### ABOUT THIS TASK
Retype exactly the lines from the one holding "column 803, row 480" through the final line of the data, both included.

========

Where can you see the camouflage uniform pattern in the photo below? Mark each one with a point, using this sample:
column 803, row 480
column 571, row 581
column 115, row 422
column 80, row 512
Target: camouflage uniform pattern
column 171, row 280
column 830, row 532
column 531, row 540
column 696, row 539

========

### RESPONSE FOR THIS EXERCISE
column 803, row 480
column 571, row 581
column 115, row 422
column 80, row 512
Target: camouflage uniform pattern
column 171, row 280
column 830, row 532
column 531, row 540
column 696, row 539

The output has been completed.